Work out how many lines in the entries below contain the word "bare", and give only that number.

Entries for pointing at labeled objects
= = = = =
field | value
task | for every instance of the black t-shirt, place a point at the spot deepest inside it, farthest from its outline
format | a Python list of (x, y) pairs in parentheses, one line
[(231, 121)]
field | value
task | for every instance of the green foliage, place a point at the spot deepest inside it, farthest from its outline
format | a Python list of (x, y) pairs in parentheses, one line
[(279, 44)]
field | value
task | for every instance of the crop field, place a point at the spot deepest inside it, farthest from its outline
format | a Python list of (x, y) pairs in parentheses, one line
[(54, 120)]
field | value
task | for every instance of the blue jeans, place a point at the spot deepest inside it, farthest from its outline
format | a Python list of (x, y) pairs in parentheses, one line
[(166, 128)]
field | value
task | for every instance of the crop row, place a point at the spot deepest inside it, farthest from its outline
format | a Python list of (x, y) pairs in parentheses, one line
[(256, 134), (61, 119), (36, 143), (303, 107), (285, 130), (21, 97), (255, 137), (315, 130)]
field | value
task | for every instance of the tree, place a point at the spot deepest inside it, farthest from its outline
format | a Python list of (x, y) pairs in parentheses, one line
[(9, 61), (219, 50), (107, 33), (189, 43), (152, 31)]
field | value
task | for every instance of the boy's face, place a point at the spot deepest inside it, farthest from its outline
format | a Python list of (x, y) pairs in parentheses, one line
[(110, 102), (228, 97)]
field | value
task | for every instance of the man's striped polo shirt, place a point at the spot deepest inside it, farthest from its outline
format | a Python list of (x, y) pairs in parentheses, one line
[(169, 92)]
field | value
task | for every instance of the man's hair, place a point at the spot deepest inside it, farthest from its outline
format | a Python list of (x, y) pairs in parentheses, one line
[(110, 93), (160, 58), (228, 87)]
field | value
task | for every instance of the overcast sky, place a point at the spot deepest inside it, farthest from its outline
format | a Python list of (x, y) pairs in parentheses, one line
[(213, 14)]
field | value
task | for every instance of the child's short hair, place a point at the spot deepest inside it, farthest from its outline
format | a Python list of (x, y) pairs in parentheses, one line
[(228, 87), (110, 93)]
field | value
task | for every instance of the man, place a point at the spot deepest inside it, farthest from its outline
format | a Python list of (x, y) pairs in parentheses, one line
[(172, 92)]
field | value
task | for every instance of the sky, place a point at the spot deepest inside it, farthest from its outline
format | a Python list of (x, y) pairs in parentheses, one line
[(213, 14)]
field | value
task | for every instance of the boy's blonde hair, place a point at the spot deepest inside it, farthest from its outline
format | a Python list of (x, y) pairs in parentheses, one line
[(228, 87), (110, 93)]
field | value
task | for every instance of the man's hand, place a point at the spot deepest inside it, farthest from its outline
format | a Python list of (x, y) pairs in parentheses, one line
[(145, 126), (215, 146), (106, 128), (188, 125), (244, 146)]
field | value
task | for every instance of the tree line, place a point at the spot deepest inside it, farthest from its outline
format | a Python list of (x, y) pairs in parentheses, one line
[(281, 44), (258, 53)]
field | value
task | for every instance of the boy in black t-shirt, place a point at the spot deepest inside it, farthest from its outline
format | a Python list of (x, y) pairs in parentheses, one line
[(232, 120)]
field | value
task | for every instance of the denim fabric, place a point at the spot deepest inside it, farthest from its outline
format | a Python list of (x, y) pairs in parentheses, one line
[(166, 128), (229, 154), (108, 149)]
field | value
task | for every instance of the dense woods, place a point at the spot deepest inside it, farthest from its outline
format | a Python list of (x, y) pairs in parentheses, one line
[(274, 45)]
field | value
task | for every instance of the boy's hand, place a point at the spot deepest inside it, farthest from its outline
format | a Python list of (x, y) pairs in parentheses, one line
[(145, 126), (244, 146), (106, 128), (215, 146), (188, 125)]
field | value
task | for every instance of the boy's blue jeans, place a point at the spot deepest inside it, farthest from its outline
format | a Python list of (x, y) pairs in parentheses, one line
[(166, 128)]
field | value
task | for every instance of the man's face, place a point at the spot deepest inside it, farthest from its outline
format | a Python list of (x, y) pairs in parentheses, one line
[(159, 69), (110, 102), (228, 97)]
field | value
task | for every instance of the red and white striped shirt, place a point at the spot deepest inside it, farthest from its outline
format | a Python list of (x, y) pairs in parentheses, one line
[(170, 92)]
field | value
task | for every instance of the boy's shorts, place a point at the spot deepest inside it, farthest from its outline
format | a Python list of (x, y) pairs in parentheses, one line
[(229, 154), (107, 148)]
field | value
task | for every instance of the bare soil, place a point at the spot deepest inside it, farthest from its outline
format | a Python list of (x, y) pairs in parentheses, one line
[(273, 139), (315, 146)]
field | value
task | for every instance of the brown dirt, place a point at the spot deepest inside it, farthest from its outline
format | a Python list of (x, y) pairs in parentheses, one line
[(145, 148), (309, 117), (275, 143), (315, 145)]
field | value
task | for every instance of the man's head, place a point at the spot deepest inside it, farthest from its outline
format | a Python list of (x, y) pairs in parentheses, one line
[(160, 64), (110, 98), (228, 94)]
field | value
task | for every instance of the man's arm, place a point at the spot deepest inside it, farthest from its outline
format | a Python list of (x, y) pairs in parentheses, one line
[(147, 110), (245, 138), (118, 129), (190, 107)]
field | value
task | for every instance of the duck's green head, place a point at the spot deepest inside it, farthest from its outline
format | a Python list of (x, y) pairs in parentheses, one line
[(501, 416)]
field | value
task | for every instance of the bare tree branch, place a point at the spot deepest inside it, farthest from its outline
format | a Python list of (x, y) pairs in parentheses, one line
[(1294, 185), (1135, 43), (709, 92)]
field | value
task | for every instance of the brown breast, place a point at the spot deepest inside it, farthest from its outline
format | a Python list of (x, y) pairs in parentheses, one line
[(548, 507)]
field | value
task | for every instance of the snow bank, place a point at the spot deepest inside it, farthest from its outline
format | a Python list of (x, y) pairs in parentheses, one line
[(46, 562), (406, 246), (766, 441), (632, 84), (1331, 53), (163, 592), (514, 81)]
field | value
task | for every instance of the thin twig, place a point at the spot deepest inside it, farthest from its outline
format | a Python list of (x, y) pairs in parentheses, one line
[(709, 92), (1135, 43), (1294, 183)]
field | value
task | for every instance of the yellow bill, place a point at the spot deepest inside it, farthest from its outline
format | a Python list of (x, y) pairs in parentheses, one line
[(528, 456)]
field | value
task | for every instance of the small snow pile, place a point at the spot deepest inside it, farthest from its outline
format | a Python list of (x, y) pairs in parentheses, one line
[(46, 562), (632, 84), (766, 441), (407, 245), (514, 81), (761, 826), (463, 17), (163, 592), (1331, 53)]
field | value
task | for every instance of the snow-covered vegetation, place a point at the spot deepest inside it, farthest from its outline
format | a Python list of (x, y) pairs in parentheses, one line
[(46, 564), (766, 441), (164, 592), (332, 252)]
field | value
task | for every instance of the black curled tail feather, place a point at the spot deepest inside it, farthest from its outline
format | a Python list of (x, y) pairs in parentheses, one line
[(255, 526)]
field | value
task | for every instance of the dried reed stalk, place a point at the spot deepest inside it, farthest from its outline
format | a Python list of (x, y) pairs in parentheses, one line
= = = = =
_Result of this exercise:_
2